• _Goal_
Copy each row below verbatim, leaving out the pictures.

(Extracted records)
============================================================

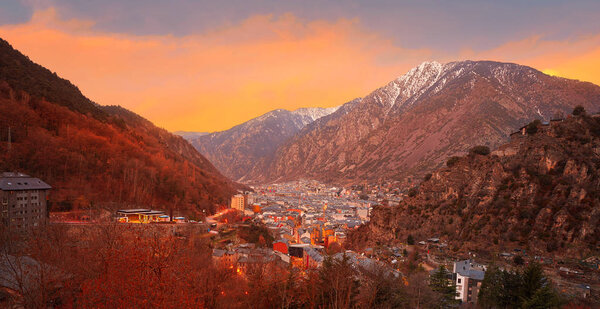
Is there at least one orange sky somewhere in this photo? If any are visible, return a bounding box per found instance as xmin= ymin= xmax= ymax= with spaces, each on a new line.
xmin=0 ymin=8 xmax=600 ymax=131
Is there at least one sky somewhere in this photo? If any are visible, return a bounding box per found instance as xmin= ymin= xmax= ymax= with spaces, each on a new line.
xmin=0 ymin=0 xmax=600 ymax=132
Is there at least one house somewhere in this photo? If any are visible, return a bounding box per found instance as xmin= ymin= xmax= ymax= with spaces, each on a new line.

============================================================

• _Output_
Is there at least one orange sky somewhere in this photo? If any are visible, return a bounding box per found instance as xmin= ymin= xmax= ymax= with spaces, each on a new line.
xmin=0 ymin=8 xmax=600 ymax=131
Is there at least one sky somewhere in this photo? If any are visible, return a bounding box per found instance as xmin= ymin= xmax= ymax= with spaces, each on a new line.
xmin=0 ymin=0 xmax=600 ymax=132
Is there at least one house somewhere in this photo? If any are visible, return a bounding box per found instance as xmin= ymin= xmax= ymax= with spaces, each on a new line.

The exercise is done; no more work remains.